== Record excerpts ==
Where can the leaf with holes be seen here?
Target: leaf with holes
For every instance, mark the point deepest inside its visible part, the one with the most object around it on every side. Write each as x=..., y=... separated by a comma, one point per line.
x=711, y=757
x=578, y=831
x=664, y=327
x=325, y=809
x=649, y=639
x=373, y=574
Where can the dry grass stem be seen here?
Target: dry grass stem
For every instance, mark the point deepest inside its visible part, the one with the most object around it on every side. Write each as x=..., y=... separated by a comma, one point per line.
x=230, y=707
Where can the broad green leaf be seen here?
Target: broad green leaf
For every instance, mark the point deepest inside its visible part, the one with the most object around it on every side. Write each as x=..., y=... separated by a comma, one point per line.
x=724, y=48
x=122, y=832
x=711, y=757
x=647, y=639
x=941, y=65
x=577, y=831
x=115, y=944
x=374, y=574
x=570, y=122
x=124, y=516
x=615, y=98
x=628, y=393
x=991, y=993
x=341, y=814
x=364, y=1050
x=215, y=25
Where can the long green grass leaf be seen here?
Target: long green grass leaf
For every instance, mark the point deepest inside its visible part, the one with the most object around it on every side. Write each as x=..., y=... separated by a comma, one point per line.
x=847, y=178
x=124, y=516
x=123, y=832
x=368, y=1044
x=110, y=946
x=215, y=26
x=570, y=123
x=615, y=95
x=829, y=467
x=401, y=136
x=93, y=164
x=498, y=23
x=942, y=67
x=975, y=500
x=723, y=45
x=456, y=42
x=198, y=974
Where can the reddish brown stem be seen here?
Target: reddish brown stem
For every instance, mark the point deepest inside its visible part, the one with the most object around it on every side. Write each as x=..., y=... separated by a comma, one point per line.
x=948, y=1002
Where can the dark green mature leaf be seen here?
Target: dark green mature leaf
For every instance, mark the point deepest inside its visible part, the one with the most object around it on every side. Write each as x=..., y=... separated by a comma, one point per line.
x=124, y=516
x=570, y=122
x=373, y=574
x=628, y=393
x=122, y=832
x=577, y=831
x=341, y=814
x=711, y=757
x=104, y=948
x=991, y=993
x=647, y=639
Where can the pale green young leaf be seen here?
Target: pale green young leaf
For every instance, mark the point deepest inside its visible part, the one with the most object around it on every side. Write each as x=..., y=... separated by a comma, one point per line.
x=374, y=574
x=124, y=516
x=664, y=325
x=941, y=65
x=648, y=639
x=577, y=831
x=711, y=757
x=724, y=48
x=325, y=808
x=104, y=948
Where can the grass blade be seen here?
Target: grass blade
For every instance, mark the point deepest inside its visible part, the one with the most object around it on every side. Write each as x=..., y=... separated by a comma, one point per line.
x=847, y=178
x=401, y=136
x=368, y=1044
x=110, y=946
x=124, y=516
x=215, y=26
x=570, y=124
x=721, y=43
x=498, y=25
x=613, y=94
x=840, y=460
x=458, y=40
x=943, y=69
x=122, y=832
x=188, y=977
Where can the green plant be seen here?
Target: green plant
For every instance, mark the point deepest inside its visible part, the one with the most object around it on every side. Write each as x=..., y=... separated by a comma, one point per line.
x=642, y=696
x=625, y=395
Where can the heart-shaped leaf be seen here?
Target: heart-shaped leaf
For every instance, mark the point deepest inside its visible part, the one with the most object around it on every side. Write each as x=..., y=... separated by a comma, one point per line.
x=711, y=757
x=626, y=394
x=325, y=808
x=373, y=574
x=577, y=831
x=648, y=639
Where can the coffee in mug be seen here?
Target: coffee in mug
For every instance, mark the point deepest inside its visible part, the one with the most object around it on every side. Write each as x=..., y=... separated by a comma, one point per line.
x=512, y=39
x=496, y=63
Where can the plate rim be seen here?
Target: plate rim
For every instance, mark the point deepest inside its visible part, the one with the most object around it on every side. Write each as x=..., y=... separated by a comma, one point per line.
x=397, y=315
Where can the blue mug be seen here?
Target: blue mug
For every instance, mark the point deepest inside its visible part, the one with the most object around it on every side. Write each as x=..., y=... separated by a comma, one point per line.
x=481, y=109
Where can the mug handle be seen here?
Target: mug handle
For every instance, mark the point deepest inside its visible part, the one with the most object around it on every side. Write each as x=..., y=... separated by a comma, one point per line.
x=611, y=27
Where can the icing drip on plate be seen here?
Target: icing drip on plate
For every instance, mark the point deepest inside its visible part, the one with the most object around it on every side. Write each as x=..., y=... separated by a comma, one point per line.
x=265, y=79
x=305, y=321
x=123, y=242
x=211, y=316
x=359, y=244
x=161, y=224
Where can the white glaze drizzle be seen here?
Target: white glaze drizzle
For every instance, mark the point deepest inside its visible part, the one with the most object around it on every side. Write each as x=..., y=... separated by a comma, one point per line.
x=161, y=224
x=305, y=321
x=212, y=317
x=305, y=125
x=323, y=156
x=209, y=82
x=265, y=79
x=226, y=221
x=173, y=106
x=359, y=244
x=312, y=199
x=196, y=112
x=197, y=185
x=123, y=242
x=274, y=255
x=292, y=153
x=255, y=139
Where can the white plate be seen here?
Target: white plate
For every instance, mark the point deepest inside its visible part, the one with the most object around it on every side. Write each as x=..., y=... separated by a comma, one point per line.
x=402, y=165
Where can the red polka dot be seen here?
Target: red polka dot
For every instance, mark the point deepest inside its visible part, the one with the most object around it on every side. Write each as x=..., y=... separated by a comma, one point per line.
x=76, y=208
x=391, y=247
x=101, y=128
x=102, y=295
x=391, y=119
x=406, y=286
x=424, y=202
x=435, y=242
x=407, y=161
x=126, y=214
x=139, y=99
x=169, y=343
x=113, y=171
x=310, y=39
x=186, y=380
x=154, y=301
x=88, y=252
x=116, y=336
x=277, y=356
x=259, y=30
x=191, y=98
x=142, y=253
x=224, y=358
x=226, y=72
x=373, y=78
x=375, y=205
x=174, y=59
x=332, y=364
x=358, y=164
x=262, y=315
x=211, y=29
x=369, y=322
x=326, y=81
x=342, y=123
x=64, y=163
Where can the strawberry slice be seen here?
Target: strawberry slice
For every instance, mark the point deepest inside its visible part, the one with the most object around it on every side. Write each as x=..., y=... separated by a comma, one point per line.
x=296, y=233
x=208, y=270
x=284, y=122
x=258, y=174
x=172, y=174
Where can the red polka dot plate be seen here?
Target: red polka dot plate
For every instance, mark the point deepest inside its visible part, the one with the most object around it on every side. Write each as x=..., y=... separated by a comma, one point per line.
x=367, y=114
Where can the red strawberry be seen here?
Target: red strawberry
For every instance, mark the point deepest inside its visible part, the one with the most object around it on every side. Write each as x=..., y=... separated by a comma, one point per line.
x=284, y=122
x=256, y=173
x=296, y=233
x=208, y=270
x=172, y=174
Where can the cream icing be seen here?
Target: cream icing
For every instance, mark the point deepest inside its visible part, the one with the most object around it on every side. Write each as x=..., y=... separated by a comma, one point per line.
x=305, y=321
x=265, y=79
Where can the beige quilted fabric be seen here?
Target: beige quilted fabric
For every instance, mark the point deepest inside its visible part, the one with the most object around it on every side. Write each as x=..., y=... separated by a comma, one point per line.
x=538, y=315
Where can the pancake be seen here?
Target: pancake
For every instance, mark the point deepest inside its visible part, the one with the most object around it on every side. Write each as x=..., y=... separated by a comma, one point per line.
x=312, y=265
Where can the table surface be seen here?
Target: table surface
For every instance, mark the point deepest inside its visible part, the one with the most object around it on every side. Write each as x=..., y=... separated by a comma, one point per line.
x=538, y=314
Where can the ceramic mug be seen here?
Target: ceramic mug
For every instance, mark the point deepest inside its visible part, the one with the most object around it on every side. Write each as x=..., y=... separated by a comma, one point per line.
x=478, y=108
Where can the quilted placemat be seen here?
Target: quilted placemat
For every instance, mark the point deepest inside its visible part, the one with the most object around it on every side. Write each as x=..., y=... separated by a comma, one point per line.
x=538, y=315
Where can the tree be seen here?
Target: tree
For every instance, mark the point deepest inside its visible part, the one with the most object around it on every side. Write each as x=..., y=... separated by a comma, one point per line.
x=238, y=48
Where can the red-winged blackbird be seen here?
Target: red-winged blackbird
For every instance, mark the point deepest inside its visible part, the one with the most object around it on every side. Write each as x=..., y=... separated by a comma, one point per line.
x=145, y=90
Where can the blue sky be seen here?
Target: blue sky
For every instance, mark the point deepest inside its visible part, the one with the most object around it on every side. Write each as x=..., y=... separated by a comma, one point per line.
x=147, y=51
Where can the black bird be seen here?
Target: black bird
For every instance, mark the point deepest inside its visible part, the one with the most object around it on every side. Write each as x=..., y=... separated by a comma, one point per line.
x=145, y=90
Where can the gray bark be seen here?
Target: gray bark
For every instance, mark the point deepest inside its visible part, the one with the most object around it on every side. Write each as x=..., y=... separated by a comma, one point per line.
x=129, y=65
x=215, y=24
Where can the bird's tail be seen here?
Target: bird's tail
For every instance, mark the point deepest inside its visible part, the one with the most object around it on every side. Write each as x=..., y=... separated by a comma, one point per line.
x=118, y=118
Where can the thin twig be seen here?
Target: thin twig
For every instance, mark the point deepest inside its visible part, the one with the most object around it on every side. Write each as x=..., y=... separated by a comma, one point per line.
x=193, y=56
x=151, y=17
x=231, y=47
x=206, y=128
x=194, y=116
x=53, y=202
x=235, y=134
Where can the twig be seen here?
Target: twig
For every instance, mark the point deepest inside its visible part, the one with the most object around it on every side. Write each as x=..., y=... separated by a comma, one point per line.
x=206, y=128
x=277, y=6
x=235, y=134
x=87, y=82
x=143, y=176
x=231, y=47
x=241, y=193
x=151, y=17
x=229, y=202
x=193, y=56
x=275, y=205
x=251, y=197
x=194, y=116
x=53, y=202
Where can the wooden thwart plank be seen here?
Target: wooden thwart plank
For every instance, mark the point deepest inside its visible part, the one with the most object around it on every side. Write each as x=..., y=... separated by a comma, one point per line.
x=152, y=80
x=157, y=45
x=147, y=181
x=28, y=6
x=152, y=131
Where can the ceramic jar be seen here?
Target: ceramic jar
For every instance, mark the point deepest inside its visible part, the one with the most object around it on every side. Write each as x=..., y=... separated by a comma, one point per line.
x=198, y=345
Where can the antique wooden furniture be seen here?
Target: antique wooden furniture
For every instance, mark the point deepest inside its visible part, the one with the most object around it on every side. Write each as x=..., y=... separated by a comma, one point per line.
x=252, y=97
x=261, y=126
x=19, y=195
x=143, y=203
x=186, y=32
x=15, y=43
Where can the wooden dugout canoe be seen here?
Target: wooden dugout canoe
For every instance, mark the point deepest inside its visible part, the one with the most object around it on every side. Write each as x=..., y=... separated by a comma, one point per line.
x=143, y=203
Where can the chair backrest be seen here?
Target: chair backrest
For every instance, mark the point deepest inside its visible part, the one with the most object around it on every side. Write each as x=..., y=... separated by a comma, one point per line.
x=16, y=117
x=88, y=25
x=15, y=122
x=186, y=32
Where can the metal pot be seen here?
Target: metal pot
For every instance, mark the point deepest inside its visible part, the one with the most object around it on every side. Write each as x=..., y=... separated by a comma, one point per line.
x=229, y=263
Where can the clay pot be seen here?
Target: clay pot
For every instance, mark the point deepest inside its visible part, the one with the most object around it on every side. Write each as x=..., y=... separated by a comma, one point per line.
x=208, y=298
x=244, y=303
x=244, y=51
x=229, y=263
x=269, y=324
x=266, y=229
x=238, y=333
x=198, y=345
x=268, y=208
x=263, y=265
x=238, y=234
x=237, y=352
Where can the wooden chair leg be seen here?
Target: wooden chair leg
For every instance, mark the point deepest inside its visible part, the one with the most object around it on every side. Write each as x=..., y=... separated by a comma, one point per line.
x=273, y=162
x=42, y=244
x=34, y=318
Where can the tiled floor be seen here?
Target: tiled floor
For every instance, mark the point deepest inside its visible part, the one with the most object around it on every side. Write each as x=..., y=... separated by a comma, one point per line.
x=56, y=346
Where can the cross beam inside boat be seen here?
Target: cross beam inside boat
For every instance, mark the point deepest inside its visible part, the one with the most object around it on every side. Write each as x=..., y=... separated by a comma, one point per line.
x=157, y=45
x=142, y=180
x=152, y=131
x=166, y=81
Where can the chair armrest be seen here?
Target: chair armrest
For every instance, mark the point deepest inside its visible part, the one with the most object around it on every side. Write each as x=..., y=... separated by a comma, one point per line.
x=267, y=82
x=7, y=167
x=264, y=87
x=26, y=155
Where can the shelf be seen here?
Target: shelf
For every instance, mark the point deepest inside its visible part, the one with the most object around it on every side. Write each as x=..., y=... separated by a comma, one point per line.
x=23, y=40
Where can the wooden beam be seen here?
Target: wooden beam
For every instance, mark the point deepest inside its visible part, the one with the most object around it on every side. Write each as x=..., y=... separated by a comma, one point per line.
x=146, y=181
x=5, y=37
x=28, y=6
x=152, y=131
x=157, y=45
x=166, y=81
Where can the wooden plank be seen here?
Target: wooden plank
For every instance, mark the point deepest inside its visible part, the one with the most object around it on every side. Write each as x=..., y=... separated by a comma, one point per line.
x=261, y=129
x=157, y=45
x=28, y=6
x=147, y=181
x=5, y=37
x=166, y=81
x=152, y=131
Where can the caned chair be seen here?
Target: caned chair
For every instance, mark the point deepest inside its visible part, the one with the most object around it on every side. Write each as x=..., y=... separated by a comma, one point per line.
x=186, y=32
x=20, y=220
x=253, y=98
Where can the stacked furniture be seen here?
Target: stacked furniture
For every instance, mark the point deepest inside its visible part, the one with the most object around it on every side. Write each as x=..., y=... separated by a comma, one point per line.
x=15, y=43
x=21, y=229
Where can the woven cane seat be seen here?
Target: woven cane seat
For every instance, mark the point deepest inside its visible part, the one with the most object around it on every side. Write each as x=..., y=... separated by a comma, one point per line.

== Exercise directions ==
Tell how many lines in the material hold the word "gray". Reply with the number only.

== Written answer ==
2